▸ **Passage**:
□ □ □
Full Name: Lüthgen, Eugen

Other Names:

  • Eugen Lüthgen

Gender: male

Date Born: 1882

Date Died: 1946

Home Country/ies: Germany

Subject Area(s): Romanesque and sculpture (visual works)


Overview

Romanesque sculpture specialist. Mentioned in Heinrich M. Schwarz‘ dissertation “Lebenslauf” as a professor whose lectures he heard. Lüthgen was awarded his art-history Ph.D. at the university in Munich in 1907, writing on medieval wood sculpture. He concurrently studied law and achieved a law degree from the university in Heidelberg in 1908 writing a thesis on art copyright. With the assumption of the Nazis to power in Germany in 1933, and Hans Naumann authored a diatribe against “ungerman” impulses, Kampf wider den undeutschen Geist.
□ □ □
▸ **Material**:
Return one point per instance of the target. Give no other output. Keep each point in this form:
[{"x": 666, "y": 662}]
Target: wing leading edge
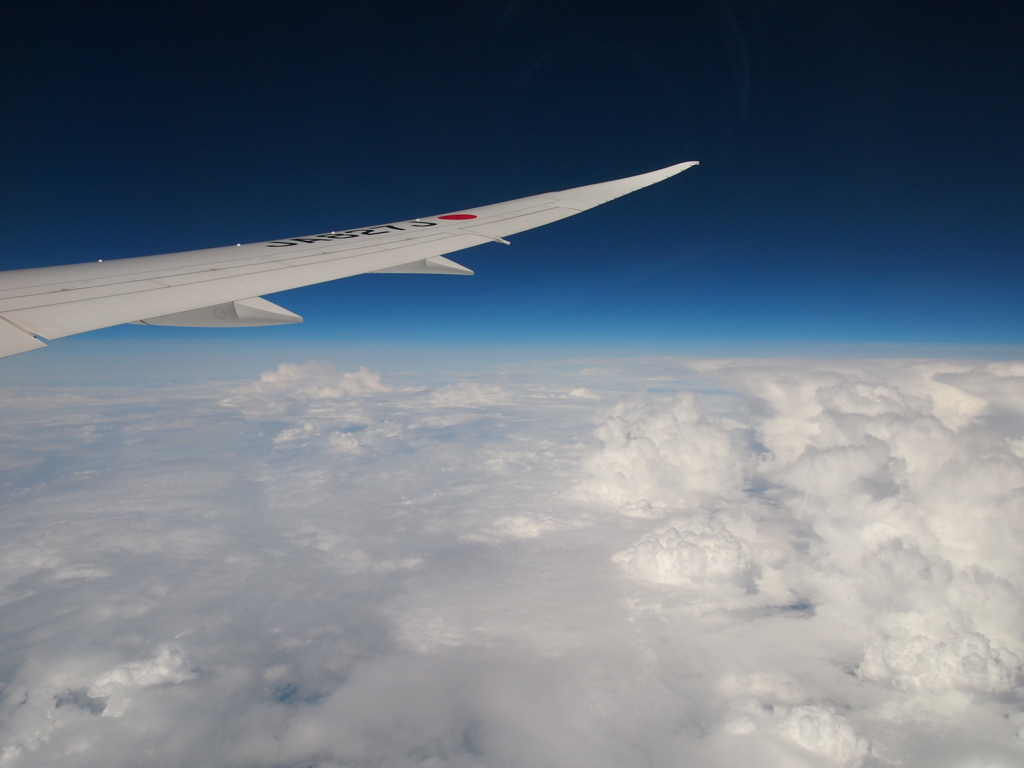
[{"x": 222, "y": 286}]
□ □ □
▸ **Directive**: Carry on the entry about the art historian Eugen Lüthgen, starting right after its last sentence.

▸ **Task response**:
Selected Bibliography

[art history dissertation:] Die Holzplastik der Spätgotik im Gebiete zwischen Inn und Salzach : eine entwicklungsgeschichteliche Studie. Munich, 1907; [law thesis:] Die Ausnahme von dem Vervielfältigungsverbote im Kunstschutzgestze vom 9. Januar 1907: ein Beitrag zur Lehre vom Urheberrecht. Heidelberg, 1908, published, Bonn: S. Foppen, 1908; Die niederrheinische Plastik von der Gothik bis zur Renaissance; ein entwicklungsgeschichtlicher Versuch. Strassburg: Heitz, 1917; and Boerner, August, and Feinhals, Joseph, and Nottbrock, Philip. Der Tabak in Kunst und Kultur. Cologne: M. Dumont Schauberg, 1911; Die abendländische Kunst des 15. Jahrhunderts. Bonn-Leipzig: K. Schroeder, 1920; edited, Forschungen zur Kunstgeschichte Westeuropas. Bonn [etc.] : Schroeder, 1921-; Romanische Plastik in Deutschland. Bonn: Leipzig, K. Schroeder, 1923; and Naumann, Hans. Kampf wider den undeutschen Geist. Bonn: Scheur, 1933.


Sources

“Lebenslauf.” Schwarz, Heinrich M. Die kirchliche Baukunst der Spätgotik im klevischen Raum. Bonn: Ludwig Röhrscheid, 1938, p [75].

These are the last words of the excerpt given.